### GIVEN INSTRUCTION
Return the records word for word. Any pictures in them are not part of the copy.

### MATERIAL TO PROCESS
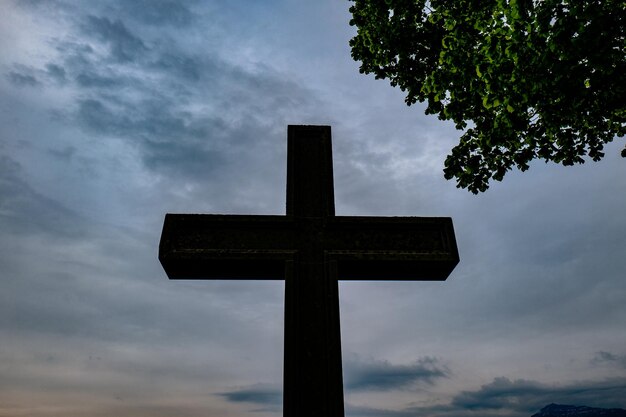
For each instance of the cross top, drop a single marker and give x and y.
(311, 249)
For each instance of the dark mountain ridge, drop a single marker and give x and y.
(558, 410)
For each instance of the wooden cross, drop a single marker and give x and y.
(310, 248)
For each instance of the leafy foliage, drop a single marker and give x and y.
(523, 79)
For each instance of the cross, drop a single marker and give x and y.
(310, 248)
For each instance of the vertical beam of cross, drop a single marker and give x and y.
(312, 365)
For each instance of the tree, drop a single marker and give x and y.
(524, 79)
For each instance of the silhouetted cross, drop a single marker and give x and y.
(310, 248)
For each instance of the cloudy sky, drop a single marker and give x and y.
(114, 112)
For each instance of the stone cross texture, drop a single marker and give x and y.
(310, 248)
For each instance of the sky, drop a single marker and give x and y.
(113, 113)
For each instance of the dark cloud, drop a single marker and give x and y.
(22, 80)
(56, 72)
(25, 211)
(518, 398)
(383, 376)
(124, 45)
(158, 12)
(529, 396)
(270, 398)
(609, 358)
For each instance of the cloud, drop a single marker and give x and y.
(268, 397)
(515, 398)
(528, 396)
(378, 375)
(124, 46)
(603, 357)
(22, 80)
(159, 12)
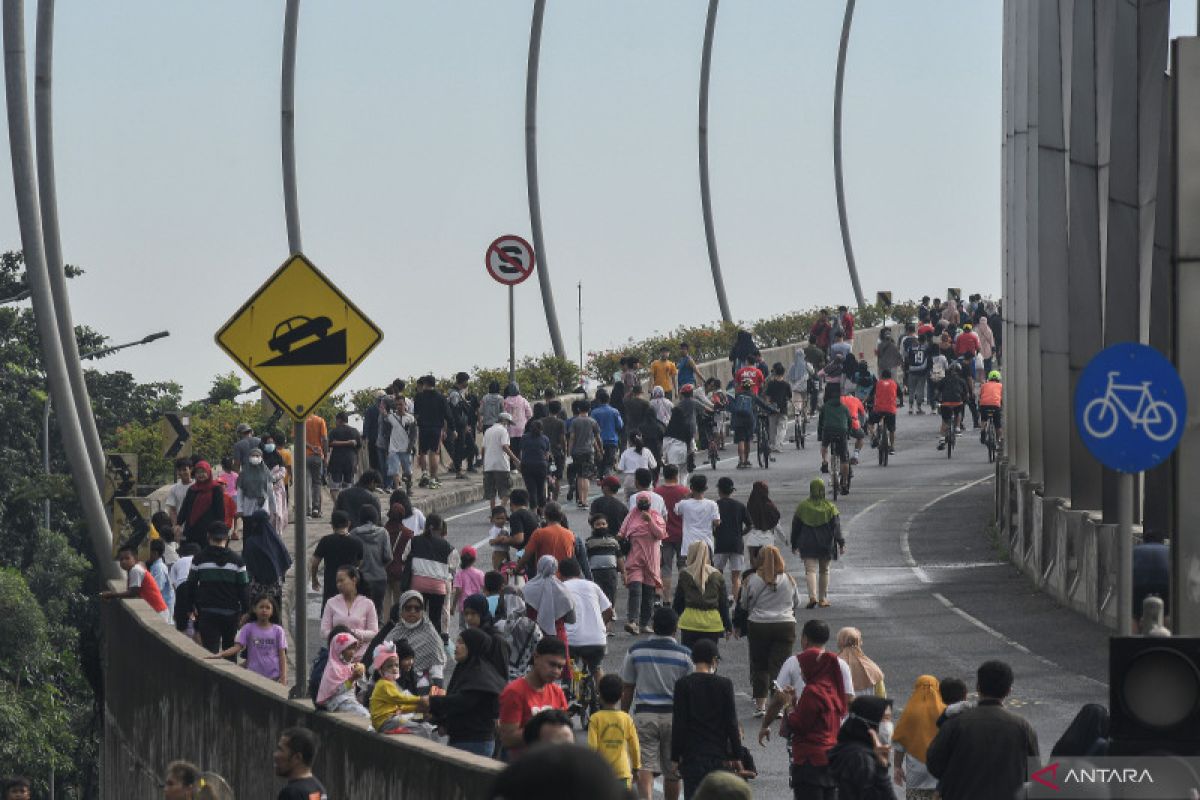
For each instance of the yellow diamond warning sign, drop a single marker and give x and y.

### REPLY TO THE EXERCISE
For each instance of the cross top, drop a single marker and give x and y.
(311, 249)
For each instance of the dark mountain ridge, drop a single marker and give x and y.
(558, 410)
For each instance of the wooden cross, drop a single marker and give x and y.
(310, 248)
For each instance of the leafy foliage, drop a single marker and give x and y.
(523, 79)
For each instance of the cross, drop a single marker and give x and y.
(310, 248)
For each instance of the vertical beam of cross, drop a single marker and give x and y.
(312, 365)
For each instance of the tree, drop a single marker and give x and y.
(524, 79)
For each instance of the silhouetted cross, drop a single marker and give x and y.
(310, 248)
For each instance of the cloudy sky, drop a single marker and give x and y.
(114, 112)
For each instance of the stone cross texture, drop a single marker and give x and y.
(310, 248)
For each instance of the sky, drop a single marker and give x and y.
(113, 113)
For each instance of the dark cloud, drop a single marker and give x and y.
(22, 80)
(56, 72)
(25, 211)
(518, 398)
(383, 376)
(124, 45)
(158, 12)
(529, 396)
(270, 398)
(609, 358)
For each instance of the cloud, drop a single marker and give x and y.
(268, 397)
(515, 398)
(528, 396)
(378, 375)
(124, 46)
(603, 357)
(22, 80)
(159, 12)
For each instance of the yellow diamond warning sign, drop a single marker and give x and y.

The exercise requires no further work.